> _What is being asked_
Return every line of the items below that contains the word "backpack", copying each line in full. Case counts.

> _Dataset records_

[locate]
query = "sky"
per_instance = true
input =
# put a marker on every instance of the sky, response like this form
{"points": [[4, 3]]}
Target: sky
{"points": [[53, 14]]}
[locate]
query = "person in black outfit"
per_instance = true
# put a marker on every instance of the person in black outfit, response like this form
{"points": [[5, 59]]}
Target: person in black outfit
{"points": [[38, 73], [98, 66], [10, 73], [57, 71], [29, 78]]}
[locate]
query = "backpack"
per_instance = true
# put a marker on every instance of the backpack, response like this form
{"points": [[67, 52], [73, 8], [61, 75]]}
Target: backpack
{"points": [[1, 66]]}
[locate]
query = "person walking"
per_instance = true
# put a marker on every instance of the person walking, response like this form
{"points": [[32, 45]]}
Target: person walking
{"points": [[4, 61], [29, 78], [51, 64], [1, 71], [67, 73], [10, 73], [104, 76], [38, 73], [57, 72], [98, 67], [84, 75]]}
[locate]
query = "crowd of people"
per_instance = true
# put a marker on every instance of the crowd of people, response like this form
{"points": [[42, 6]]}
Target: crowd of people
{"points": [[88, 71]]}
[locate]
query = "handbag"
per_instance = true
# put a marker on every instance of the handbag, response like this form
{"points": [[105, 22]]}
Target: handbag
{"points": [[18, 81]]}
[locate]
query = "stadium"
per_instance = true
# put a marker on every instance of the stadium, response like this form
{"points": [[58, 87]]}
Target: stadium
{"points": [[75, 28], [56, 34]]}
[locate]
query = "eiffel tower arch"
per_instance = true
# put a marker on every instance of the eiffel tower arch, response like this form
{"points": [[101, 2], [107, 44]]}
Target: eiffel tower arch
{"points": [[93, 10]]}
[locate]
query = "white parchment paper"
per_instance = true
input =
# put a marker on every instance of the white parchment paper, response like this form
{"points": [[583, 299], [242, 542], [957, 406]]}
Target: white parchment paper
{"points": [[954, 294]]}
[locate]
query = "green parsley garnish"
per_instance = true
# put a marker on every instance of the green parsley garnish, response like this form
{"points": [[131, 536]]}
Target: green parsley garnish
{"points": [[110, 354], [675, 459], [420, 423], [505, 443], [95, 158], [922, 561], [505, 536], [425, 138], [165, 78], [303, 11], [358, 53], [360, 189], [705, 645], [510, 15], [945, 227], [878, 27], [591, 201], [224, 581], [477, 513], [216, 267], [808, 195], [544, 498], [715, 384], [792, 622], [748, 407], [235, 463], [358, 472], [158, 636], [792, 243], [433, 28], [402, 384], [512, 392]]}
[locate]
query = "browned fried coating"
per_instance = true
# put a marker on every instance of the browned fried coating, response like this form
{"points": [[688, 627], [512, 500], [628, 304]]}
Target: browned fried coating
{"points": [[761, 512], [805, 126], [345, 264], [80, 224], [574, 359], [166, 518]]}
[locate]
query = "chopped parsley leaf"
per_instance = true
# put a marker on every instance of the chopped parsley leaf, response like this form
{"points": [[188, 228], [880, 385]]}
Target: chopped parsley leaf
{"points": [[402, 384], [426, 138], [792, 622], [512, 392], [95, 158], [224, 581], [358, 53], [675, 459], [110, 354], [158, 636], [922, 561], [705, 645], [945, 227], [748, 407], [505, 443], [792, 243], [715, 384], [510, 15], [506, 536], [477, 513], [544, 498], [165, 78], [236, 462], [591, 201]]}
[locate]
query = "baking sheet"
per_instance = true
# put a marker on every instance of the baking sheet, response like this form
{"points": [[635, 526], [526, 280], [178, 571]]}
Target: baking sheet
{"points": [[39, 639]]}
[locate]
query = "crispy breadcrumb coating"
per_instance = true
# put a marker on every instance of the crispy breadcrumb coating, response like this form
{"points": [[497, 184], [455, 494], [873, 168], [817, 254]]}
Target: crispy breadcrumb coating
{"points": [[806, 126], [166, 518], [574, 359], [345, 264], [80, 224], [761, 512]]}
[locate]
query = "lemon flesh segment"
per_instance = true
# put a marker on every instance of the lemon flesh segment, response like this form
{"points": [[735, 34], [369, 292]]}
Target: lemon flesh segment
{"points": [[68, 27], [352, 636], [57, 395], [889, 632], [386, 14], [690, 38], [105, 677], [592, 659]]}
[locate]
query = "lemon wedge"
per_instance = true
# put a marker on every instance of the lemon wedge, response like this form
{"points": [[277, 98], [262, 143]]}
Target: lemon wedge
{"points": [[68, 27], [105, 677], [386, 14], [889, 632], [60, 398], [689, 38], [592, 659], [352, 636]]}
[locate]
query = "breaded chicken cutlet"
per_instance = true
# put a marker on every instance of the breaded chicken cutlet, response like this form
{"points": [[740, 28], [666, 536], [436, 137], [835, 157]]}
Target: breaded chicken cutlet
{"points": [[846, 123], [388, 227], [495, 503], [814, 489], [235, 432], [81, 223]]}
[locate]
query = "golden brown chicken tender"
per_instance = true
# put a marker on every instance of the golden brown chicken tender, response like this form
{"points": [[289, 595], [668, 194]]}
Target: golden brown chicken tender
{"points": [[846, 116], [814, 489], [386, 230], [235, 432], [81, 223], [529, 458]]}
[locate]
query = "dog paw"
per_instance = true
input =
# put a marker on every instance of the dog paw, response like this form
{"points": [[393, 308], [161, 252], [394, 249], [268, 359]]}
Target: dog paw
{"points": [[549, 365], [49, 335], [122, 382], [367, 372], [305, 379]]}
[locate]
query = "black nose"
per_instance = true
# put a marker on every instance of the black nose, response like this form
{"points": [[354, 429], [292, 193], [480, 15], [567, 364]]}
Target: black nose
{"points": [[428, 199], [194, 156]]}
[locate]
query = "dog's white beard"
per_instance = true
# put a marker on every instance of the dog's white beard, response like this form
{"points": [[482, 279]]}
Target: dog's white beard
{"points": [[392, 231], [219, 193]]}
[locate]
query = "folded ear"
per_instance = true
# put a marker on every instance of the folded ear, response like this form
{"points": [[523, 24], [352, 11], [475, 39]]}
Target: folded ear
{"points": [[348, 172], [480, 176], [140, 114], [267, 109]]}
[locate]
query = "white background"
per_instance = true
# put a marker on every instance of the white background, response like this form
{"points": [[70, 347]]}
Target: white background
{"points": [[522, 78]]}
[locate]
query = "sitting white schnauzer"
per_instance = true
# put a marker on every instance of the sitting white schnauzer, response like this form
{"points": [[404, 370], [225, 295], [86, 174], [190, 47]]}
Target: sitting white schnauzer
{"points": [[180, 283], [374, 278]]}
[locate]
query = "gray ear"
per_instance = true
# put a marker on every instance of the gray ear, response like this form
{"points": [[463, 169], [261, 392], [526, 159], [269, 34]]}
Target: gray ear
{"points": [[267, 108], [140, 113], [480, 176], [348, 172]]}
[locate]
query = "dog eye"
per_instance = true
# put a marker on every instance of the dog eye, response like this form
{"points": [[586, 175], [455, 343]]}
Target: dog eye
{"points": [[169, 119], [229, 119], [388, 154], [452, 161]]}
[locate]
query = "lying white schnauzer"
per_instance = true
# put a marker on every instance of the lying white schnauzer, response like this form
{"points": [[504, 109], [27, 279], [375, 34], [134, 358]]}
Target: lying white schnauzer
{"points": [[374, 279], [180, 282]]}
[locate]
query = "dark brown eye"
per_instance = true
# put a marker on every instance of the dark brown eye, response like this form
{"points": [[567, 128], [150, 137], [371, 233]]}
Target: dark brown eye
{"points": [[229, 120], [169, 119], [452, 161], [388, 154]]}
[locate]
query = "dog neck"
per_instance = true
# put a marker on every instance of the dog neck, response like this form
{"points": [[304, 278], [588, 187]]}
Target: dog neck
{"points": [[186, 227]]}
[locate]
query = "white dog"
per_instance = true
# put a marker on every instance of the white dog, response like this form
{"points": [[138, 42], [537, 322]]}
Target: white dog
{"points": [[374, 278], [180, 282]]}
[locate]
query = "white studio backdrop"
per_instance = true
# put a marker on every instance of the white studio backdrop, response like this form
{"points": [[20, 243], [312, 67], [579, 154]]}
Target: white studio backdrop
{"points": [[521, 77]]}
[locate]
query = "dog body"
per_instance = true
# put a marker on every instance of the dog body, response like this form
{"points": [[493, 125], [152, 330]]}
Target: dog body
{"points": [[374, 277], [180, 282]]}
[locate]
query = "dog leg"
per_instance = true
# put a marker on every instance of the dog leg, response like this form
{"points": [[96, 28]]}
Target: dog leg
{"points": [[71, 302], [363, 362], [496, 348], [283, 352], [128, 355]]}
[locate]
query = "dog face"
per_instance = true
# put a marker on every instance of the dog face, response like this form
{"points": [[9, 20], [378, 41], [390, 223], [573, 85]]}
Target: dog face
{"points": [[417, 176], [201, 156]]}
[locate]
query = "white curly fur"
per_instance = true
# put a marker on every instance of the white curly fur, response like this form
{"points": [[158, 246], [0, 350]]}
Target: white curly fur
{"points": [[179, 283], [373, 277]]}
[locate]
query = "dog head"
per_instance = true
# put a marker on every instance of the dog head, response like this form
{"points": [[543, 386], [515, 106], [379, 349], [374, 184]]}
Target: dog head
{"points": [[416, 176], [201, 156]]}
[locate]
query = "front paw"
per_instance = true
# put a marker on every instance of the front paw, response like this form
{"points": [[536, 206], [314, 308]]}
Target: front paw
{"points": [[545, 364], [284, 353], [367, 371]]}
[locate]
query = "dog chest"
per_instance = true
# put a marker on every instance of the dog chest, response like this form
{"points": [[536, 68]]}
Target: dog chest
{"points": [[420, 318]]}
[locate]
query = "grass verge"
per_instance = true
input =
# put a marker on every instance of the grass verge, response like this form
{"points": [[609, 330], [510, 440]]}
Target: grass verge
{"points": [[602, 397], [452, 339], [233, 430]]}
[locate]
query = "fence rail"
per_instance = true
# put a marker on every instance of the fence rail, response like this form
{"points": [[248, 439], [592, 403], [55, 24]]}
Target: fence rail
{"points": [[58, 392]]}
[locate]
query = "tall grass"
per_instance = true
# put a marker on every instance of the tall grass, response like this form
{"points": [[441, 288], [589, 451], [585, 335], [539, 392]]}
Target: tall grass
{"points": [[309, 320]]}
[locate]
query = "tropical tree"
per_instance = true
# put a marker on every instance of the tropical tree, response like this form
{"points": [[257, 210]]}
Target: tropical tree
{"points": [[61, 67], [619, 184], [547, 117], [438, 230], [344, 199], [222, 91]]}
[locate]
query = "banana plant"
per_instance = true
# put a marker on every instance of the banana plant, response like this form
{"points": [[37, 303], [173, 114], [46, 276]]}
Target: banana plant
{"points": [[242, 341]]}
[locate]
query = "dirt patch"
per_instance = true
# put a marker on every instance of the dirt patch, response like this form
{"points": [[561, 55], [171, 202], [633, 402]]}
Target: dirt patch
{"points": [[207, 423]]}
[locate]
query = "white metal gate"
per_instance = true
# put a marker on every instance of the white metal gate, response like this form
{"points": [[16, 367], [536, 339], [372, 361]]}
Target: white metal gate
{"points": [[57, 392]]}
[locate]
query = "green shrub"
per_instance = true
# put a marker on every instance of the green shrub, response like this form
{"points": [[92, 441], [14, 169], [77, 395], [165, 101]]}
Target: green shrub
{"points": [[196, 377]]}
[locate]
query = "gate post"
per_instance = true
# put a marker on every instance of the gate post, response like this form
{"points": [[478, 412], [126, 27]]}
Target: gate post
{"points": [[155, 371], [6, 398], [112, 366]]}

> _Solution below_
query = "backpack"
# put a marker on every instance of the backpack, response like this form
Target: backpack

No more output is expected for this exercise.